- Murray in 1967

11th President of Texas Tech University
- In office 1989–1996
- Preceded by: Robert C. Goodwin
- Succeeded by: M. Cecil Mackey

Personal details
- Born: October 26, 1916 Maiden, North Carolina, U.S.
- Died: May 22, 2003 (aged 86) Lubbock, Texas, U.S.
- Spouse(s): Nancy Setzer Murray (died: 1985) Sally Sowell Williams Murray
- Children: Martha Murray Barbara Elizabeth Murray
- Alma mater: University of North Carolina at Chapel Hill (B.S.) Louisiana State University (M.S., Ph.D.)
- Occupation: Geologist, teacher, researcher, petroleum consultant, writer, administrator

= Grover E. Murray =

American geologist, educator and writer

Grover Elmer Murray (October 26, 1916 - May 22, 2003) was an American geologist, educator, and writer.

▸ **Task set**:
- A) Can you repeat the Grover E. Murray profile word for word, everything from "- Spouse(s): Nancy" down to "educator, and writer."?
- B) What occupations does the Grover E. Murray profile list for him?

▸ **Data provided**:
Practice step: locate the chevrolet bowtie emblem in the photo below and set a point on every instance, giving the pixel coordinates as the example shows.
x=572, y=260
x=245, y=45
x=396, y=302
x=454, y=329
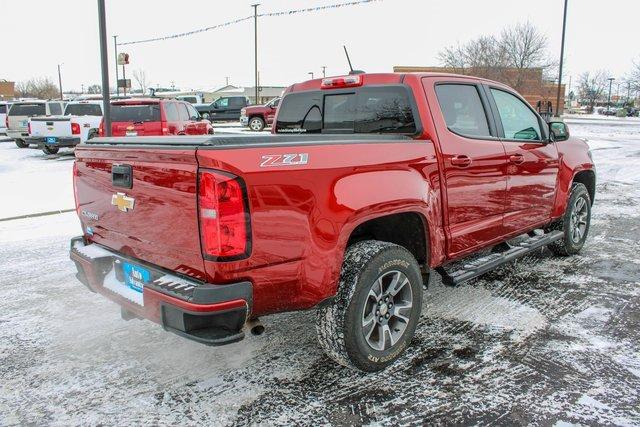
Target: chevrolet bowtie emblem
--
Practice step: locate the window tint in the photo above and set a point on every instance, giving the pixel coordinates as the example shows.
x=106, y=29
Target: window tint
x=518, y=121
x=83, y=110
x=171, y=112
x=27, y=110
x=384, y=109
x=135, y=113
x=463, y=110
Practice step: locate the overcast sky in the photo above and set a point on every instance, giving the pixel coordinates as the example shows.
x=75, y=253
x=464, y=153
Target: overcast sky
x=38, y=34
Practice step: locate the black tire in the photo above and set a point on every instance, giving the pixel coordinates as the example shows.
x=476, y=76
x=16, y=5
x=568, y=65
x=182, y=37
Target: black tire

▸ **Answers to the exercise**:
- A)
- Spouse(s): Nancy Setzer Murray (died: 1985) Sally Sowell Williams Murray
- Children: Martha Murray Barbara Elizabeth Murray
- Alma mater: University of North Carolina at Chapel Hill (B.S.) Louisiana State University (M.S., Ph.D.)
- Occupation: Geologist, teacher, researcher, petroleum consultant, writer, administrator

= Grover E. Murray =

American geologist, educator and writer

Grover Elmer Murray (October 26, 1916 - May 22, 2003) was an American geologist, educator, and writer.

- B) Geologist, teacher, researcher, petroleum consultant, writer, administrator